▶ **Your task**
Work through the listing below and count the lines that hold "sliced". Answer with the number alone.

▶ **Supplied records**
* * * * * * *

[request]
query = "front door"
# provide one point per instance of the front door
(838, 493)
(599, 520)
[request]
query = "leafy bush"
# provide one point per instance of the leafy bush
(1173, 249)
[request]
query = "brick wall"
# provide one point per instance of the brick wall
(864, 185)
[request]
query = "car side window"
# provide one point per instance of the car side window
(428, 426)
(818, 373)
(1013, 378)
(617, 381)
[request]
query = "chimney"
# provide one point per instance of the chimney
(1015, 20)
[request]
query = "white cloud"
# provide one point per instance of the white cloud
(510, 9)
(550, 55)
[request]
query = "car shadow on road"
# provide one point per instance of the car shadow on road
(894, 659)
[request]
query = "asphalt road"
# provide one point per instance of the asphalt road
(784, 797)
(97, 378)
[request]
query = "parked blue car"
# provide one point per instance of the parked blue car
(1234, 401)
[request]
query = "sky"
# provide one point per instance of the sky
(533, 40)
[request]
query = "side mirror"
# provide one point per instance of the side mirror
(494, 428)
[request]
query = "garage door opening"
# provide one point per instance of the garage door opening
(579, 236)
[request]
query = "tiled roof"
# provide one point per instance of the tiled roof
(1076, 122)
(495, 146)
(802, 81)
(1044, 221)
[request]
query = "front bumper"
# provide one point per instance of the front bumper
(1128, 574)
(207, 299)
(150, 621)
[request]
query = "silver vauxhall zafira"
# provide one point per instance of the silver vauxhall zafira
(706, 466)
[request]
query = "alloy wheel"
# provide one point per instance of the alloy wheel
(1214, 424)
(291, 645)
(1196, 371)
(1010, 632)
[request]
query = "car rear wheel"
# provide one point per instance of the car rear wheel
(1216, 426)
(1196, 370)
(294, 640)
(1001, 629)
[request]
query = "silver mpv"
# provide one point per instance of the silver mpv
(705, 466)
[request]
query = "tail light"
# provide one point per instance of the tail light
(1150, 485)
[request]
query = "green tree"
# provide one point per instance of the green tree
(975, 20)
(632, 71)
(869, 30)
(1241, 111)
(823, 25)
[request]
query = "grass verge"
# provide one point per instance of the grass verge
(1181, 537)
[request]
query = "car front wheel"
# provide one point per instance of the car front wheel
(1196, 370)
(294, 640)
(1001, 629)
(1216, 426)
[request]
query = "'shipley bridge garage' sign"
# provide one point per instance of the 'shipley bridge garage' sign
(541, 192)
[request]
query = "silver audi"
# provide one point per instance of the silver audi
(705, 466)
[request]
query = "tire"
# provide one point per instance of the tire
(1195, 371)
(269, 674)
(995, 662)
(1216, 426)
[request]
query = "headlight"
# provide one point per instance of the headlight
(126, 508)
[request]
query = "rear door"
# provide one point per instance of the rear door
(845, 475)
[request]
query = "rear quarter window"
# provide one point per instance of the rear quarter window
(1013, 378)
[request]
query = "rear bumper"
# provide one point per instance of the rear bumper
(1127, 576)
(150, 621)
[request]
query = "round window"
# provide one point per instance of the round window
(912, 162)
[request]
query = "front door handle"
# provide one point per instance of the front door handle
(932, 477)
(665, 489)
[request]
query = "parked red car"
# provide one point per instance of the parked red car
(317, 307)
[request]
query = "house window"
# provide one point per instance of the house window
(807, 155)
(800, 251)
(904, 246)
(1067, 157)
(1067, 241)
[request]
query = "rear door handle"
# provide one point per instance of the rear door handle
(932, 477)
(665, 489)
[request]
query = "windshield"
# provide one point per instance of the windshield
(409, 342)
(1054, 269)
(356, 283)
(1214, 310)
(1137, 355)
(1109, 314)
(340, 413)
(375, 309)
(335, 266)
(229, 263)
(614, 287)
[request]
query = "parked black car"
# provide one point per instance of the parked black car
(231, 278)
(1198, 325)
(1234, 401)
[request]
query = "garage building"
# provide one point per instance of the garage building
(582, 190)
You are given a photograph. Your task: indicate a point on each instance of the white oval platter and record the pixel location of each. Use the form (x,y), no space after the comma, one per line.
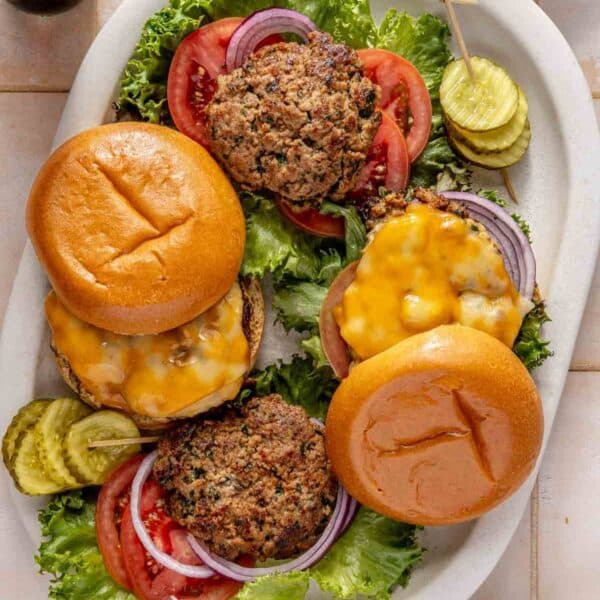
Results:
(558,183)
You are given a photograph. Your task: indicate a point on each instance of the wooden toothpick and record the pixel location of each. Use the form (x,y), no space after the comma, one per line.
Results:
(124,441)
(467,58)
(509,186)
(459,37)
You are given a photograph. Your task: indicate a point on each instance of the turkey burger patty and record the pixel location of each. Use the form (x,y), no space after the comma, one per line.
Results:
(296,119)
(253,480)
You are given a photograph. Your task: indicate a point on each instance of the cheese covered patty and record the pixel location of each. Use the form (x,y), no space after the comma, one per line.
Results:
(176,373)
(423,269)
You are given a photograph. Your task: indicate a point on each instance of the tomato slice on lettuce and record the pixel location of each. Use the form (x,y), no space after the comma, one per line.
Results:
(387,163)
(334,346)
(150,580)
(127,560)
(112,500)
(404,95)
(198,61)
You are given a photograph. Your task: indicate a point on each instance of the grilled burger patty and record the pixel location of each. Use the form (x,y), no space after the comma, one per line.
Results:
(296,119)
(253,480)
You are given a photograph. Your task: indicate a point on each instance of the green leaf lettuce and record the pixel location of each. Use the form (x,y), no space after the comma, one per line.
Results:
(530,346)
(373,556)
(298,382)
(143,86)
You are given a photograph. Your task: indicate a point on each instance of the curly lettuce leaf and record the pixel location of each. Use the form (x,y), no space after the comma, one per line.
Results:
(70,553)
(530,345)
(289,586)
(372,557)
(349,21)
(274,245)
(424,41)
(298,382)
(312,347)
(493,196)
(143,86)
(440,168)
(302,266)
(298,305)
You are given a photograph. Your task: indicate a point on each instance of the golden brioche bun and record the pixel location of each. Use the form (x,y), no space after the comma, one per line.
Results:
(137,227)
(438,429)
(253,325)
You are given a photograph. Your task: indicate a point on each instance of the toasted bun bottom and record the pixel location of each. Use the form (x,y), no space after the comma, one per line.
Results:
(253,324)
(438,429)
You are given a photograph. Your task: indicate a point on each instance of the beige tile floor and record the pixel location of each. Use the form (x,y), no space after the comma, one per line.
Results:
(555,552)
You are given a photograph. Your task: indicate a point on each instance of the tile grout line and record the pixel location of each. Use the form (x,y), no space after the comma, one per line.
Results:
(534,544)
(32,90)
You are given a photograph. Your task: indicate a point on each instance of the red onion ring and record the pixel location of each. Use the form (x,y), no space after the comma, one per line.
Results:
(197,572)
(260,25)
(352,510)
(512,242)
(311,556)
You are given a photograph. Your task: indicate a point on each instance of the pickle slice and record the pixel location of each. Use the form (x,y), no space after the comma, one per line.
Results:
(488,102)
(28,469)
(94,465)
(495,160)
(24,420)
(49,433)
(496,140)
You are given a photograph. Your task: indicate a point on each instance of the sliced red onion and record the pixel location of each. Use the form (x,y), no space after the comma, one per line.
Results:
(234,571)
(259,26)
(197,572)
(351,513)
(512,242)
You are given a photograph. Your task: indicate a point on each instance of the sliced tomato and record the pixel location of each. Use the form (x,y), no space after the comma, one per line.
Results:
(192,82)
(109,511)
(334,345)
(313,221)
(152,581)
(387,162)
(404,95)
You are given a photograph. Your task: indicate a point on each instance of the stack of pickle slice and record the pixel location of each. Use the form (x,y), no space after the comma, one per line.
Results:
(46,451)
(486,116)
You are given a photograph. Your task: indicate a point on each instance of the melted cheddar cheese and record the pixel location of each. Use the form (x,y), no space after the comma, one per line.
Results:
(173,374)
(423,269)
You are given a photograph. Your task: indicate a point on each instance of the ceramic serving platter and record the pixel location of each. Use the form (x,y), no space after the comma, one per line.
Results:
(558,183)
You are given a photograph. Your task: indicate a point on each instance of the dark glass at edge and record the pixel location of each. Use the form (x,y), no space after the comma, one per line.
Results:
(44,7)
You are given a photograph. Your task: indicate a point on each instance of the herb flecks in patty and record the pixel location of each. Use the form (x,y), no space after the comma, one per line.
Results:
(296,119)
(253,480)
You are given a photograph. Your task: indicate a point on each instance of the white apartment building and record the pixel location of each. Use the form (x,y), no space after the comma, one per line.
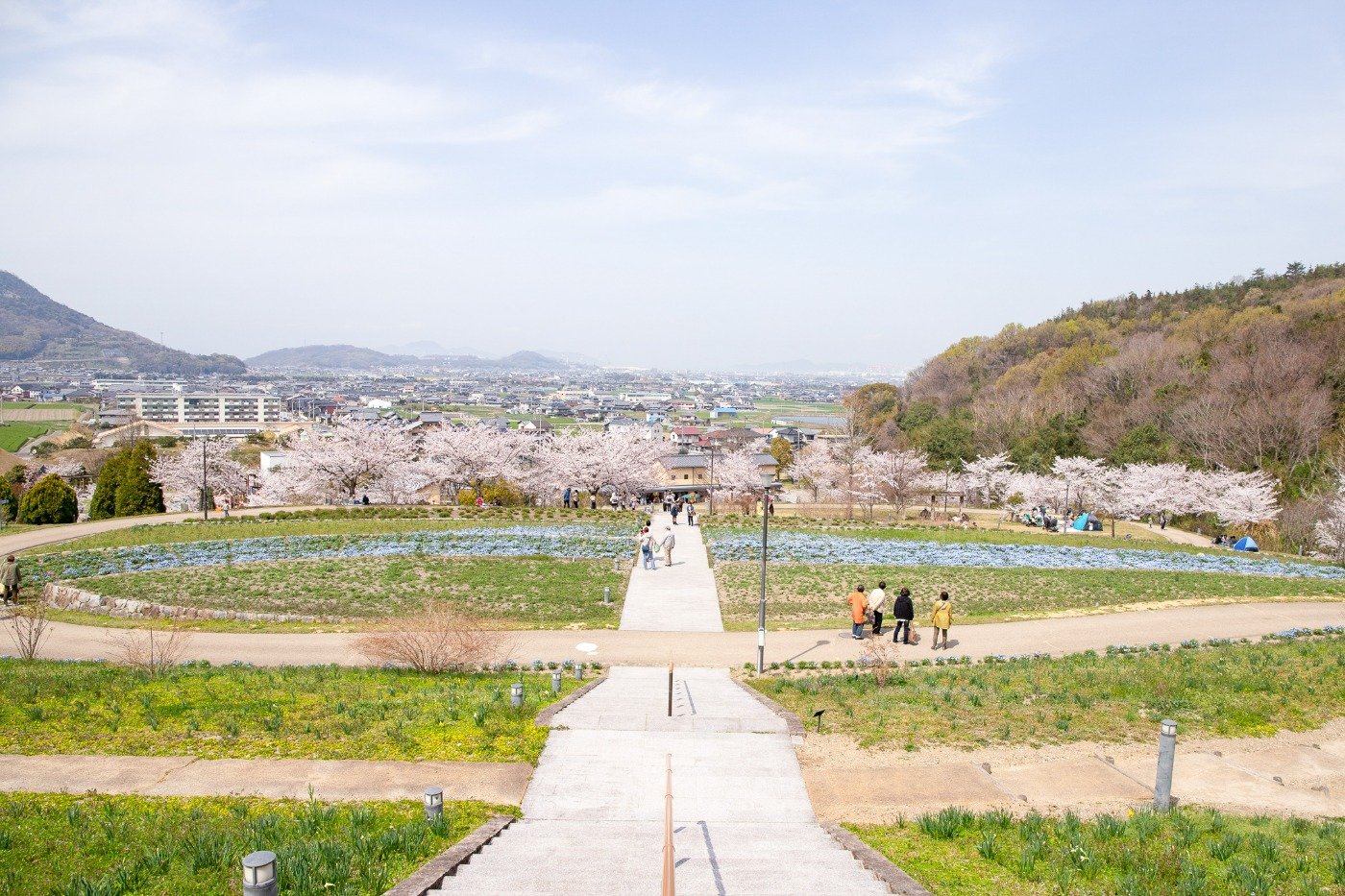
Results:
(199,406)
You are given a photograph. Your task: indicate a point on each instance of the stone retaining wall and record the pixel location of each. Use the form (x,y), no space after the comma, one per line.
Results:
(71,597)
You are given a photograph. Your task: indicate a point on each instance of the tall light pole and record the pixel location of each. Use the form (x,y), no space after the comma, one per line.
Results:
(767,482)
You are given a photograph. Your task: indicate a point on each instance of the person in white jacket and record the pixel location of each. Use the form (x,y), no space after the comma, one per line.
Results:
(877,603)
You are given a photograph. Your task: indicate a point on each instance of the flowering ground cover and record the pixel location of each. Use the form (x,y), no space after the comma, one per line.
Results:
(503,593)
(1227,690)
(1186,852)
(818,547)
(170,845)
(296,712)
(813,594)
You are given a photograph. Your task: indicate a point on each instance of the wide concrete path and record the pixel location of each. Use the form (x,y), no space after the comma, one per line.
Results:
(676,597)
(275,778)
(594,815)
(1071,634)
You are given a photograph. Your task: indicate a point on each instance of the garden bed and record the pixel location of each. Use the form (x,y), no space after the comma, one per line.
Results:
(293,712)
(1293,684)
(168,845)
(1186,851)
(813,594)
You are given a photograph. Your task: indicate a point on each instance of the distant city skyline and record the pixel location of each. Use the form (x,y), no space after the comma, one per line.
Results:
(703,186)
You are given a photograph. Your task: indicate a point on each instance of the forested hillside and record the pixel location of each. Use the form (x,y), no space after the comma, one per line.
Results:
(1247,375)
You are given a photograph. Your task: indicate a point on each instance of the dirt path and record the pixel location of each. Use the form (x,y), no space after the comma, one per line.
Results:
(1290,774)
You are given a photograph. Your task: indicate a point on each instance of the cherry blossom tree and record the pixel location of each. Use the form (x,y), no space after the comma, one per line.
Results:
(202,469)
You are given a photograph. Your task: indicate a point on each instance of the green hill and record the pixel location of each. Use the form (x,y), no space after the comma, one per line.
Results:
(34,327)
(1248,373)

* * * * * * *

▶ **Your response**
2